» **SOURCE INFORMATION**
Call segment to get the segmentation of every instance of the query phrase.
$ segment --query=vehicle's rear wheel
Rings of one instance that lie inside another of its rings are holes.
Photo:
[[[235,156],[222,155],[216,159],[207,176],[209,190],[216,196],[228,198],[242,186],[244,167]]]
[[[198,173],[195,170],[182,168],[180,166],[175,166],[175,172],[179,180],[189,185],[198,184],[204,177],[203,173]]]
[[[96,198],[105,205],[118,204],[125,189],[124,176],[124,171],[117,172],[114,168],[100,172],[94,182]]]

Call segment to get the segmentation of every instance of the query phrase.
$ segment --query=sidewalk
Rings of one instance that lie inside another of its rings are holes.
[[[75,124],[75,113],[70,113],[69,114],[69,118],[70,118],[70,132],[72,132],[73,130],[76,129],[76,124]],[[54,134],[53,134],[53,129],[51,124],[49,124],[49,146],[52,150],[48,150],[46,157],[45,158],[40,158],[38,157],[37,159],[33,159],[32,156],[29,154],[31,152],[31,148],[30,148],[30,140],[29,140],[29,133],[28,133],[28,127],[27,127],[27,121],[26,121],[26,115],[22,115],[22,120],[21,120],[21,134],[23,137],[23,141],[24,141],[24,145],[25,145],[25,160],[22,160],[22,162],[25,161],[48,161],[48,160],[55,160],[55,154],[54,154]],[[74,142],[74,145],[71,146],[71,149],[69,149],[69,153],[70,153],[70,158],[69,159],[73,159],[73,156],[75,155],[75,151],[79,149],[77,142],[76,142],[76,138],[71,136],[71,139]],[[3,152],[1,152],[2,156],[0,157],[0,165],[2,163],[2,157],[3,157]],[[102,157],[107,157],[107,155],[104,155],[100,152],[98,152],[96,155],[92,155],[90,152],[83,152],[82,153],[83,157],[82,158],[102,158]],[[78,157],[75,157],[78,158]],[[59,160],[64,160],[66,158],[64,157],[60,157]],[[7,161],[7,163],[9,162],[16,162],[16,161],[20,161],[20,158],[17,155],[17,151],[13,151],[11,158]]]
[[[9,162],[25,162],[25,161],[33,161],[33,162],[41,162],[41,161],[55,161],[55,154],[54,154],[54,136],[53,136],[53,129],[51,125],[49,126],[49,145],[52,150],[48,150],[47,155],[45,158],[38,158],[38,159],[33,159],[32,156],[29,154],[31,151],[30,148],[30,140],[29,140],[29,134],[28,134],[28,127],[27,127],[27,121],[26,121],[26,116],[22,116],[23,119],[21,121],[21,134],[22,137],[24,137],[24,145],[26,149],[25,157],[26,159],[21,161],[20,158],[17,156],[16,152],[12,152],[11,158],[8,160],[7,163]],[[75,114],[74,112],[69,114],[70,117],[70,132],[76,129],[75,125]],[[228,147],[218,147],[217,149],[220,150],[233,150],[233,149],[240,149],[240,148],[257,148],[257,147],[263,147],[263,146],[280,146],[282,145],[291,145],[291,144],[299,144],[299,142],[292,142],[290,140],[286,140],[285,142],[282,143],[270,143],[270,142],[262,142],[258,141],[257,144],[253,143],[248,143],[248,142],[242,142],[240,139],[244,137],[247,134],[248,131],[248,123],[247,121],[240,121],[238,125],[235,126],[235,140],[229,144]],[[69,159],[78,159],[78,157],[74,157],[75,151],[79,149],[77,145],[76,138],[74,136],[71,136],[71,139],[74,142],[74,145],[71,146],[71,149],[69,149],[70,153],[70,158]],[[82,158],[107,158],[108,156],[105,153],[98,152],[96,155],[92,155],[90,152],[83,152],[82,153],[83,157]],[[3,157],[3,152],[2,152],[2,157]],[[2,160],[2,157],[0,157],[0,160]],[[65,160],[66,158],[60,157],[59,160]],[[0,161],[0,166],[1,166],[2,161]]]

» **YOUR ASSIGNMENT**
The whole of the material above should be written out again, exactly.

» **COMPLETED TASK**
Call segment to get the segmentation of every instance of the query phrase.
$ segment --query=vehicle's rear wheel
Rings of one instance that lie inside another of its rings are holes.
Photo:
[[[235,156],[222,155],[216,159],[207,176],[209,190],[216,196],[228,198],[242,186],[244,167]]]
[[[198,173],[195,170],[182,168],[180,166],[175,166],[175,172],[179,180],[189,185],[198,184],[204,177],[203,173]]]
[[[96,198],[105,205],[118,204],[125,189],[124,176],[124,171],[117,172],[114,168],[100,172],[94,182]]]

Call segment to get the segmentation of every instance of the query phrase.
$ segment --query=sidewalk
Rings of one instance that lie inside another of its rings are holes.
[[[75,124],[75,113],[70,113],[69,114],[69,118],[70,118],[70,132],[72,132],[73,130],[76,129],[76,124]],[[54,134],[53,134],[53,129],[51,124],[49,124],[49,146],[52,150],[48,150],[46,157],[45,158],[40,158],[38,157],[37,159],[33,159],[32,156],[29,154],[31,152],[31,148],[30,148],[30,140],[29,140],[29,133],[28,133],[28,127],[27,127],[27,121],[26,121],[26,115],[22,115],[22,120],[21,120],[21,134],[23,137],[23,141],[24,141],[24,145],[25,145],[25,160],[22,160],[22,162],[25,161],[48,161],[48,160],[55,160],[55,154],[54,154]],[[74,142],[74,145],[71,146],[71,149],[69,149],[69,153],[70,153],[70,158],[69,159],[73,159],[73,156],[75,155],[75,151],[79,149],[77,142],[76,142],[76,138],[71,136],[71,139]],[[3,152],[1,152],[2,156],[0,157],[0,165],[2,163],[2,157],[3,157]],[[102,157],[107,157],[107,155],[104,155],[100,152],[98,152],[96,155],[92,155],[90,152],[83,152],[82,153],[83,157],[82,158],[102,158]],[[78,157],[75,157],[78,158]],[[59,160],[64,160],[66,158],[64,157],[60,157]],[[7,161],[7,163],[9,162],[16,162],[16,161],[20,161],[20,158],[17,155],[17,151],[13,151],[11,158]]]
[[[9,162],[25,162],[25,161],[33,161],[33,162],[41,162],[41,161],[55,161],[55,154],[54,154],[54,136],[53,136],[53,129],[51,125],[49,126],[49,145],[52,150],[48,150],[47,155],[45,158],[38,158],[38,159],[33,159],[32,156],[29,154],[31,151],[30,148],[30,140],[29,140],[29,134],[28,134],[28,127],[27,127],[27,121],[26,121],[26,116],[22,116],[23,119],[21,121],[21,134],[22,137],[24,137],[24,145],[26,149],[25,157],[26,159],[21,161],[20,158],[17,156],[16,152],[12,152],[11,158],[8,160],[7,163]],[[75,114],[74,112],[69,114],[70,117],[70,132],[76,129],[75,125]],[[228,147],[218,147],[217,149],[220,150],[233,150],[233,149],[240,149],[240,148],[257,148],[257,147],[263,147],[263,146],[280,146],[282,145],[291,145],[291,144],[299,144],[299,142],[292,142],[290,140],[286,140],[285,142],[282,143],[270,143],[270,142],[262,142],[258,141],[257,144],[253,143],[248,143],[248,142],[242,142],[240,139],[244,137],[247,134],[248,131],[248,123],[247,121],[240,121],[238,125],[235,126],[235,140],[229,144]],[[69,159],[78,159],[78,157],[74,157],[75,151],[79,149],[77,145],[76,138],[74,136],[71,136],[71,139],[74,142],[74,145],[71,146],[71,149],[69,149],[70,153],[70,158]],[[82,158],[107,158],[108,156],[105,153],[98,152],[96,155],[92,155],[90,152],[83,152],[82,153],[83,157]],[[3,157],[3,152],[2,152],[2,157]],[[2,160],[2,157],[0,157],[0,160]],[[65,160],[66,158],[60,157],[59,160]],[[0,161],[0,166],[1,166],[2,161]]]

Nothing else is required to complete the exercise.